Answer these questions from the text on the TECNOS Award evaluation methodology.
(a) When and where was the TECNOS Award established?
(b) Which three bodies of concepts form the basis of the methodology?
(c) What assists the methodology during the evaluation process?

▶ _Text shown_:
## Begin

Methodology for the Evaluation of the Innovation Level of Products and Processes
Editor | On 18, Oct 2005
By: Noel Leon, Jose Jesus Martinez and Carlos Castillo
Noel Leon, Prof. Dr., firstname.lastname@example.org (Presenter)
José Jesús Martínez, MSc., email@example.com
Carlos Castillo, MSc., firstname.lastname@example.org
Center for Innovation of Products and Technology, Tec de Monterrey, (CIDYT, ITESM)
Tel. +52 81 81582012, Fax. +52 81 83581209
Ave. Eugenio Garza Sada #2501 Sur
Col. Tecnológico, 64849 Monterrey, NL, México
The TECNOS Award was established in the state of Nuevo Leon, Mexico more than 10 years ago, as a way to stimulate people, enterprises, and institutions that contribute to the competitiveness and to the technical and economical development of the region through highly creative and innovative products and processes. To select the winners, expert criteria had been used up to now, which in many cases was strongly influenced by subjectivity.
This paper describes the methodology developed by request of the TECNOS award steering committee, looking for more consistent, sustainable and repeatable methods. The methodology is based on concepts of TRIZ, Value Engineering and the Kano Model. Particularly the concepts of levels of customer satisfaction, invention level, ideality, and patterns of evolution are applied and combined with metrics sustained on value engineering. Radar diagrams for the pattern of evolution are combined with the levels of inventiveness and paired comparison, on the basis of a 1000 points scale. The methodology is assisted by a VBA program in Excel that facilitates the evaluation process.
This paper relates case studies performed before the methodology will be applied for selecting the winners, identifying repeatability and consistency. The main aspects and questions occurred during the training of the evaluation committees’ members and the testing of the methodology are commented.
The government of the Mexican state Nuevo Leon maintains as one of its priorities to impulse scientific and technological innovation in the productive and academic areas. This is a strategy to remain competitive in an international environment. The TECNOS Award is granted to those companies, institutions or people that result winners in a contest where new developed products, processes, publications and patents are presented.

## End

▶ _Supplied entries_:
## Begin

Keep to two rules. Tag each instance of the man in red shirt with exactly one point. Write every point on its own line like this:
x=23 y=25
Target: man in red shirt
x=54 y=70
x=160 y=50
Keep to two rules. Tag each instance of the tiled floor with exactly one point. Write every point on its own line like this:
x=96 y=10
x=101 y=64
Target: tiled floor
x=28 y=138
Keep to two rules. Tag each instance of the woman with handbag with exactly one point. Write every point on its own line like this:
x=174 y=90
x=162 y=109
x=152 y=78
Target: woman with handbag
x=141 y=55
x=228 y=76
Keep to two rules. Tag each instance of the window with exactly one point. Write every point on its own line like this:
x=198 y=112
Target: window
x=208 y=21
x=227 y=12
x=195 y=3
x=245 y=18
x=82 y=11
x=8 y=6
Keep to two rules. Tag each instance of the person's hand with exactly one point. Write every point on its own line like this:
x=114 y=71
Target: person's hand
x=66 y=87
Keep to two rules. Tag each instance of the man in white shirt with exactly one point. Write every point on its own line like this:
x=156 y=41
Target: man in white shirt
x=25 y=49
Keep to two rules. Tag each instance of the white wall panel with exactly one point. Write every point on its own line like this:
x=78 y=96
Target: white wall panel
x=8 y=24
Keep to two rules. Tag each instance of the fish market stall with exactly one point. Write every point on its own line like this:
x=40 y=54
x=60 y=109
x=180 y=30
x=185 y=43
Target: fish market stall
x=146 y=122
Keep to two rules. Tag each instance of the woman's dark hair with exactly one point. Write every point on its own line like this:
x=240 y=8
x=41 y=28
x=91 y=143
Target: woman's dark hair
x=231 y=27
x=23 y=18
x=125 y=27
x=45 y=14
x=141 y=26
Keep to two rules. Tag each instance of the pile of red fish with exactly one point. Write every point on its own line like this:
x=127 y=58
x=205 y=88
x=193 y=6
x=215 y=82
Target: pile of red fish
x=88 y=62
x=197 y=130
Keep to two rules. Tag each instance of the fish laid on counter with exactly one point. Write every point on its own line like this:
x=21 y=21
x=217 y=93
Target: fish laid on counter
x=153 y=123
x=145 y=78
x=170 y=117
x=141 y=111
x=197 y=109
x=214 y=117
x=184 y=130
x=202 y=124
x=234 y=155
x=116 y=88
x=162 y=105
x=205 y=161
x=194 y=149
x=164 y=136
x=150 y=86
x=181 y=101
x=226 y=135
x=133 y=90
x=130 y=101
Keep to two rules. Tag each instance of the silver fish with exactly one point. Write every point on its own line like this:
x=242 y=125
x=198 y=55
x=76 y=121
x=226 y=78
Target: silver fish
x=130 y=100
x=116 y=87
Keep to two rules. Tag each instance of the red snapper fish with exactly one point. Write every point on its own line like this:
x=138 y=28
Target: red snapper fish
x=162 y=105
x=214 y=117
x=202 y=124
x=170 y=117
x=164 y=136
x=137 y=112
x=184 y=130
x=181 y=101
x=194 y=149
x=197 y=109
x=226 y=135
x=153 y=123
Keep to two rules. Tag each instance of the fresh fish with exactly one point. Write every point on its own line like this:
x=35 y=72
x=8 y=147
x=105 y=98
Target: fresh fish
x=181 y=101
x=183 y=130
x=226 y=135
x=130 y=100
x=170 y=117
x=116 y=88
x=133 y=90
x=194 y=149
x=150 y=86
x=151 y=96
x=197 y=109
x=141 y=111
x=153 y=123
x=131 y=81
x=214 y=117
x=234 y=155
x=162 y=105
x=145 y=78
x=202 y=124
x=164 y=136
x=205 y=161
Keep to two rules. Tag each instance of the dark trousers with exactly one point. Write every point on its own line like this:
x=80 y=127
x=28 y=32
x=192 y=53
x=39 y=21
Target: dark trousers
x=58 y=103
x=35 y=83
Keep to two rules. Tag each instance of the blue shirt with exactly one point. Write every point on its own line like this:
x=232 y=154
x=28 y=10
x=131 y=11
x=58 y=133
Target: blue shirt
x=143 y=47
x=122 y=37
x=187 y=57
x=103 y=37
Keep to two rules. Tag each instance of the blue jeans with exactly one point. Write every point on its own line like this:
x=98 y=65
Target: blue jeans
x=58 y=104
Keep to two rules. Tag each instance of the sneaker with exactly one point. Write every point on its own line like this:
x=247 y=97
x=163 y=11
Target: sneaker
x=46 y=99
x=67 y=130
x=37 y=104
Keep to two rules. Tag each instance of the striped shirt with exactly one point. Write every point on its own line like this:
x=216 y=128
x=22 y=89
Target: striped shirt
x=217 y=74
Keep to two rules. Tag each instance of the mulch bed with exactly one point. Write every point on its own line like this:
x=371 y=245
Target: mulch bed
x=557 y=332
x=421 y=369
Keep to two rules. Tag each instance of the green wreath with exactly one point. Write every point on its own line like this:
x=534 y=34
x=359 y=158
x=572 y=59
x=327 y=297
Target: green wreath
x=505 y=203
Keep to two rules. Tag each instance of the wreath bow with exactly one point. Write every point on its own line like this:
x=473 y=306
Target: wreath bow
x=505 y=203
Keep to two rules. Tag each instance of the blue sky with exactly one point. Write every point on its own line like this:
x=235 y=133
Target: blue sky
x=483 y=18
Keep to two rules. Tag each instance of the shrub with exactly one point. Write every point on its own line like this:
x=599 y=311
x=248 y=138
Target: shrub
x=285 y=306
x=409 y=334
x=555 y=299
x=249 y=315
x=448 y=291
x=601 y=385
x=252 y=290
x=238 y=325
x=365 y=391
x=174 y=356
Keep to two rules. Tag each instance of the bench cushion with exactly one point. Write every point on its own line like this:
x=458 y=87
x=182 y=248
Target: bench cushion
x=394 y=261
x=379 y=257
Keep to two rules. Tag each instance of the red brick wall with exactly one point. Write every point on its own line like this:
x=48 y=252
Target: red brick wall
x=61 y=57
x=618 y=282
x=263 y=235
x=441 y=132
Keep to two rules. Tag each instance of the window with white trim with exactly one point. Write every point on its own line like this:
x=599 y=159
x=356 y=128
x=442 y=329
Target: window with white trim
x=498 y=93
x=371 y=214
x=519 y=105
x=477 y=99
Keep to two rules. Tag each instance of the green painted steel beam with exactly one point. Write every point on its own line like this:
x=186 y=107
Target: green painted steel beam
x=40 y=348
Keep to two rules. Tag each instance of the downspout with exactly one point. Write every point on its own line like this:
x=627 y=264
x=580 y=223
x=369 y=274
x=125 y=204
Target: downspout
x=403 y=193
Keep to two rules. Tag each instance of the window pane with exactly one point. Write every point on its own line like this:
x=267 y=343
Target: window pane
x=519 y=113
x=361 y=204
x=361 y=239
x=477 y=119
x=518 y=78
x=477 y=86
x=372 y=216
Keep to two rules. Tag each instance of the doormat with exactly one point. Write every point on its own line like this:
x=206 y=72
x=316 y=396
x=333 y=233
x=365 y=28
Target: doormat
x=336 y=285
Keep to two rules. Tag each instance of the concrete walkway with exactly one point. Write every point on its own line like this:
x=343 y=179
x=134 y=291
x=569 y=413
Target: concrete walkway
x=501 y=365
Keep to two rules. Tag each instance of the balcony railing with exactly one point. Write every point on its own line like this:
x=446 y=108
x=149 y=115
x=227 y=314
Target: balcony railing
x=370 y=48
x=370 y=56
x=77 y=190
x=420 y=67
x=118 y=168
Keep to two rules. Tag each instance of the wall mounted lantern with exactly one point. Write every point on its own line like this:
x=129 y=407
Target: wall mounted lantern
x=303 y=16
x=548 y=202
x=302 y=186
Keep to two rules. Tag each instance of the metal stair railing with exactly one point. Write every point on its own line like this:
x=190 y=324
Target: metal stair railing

## End

▶ _Complete answer_:
(a) It was established in the state of Nuevo Leon, Mexico, more than 10 years ago.
(b) TRIZ, Value Engineering and the Kano Model.
(c) A VBA program in Excel.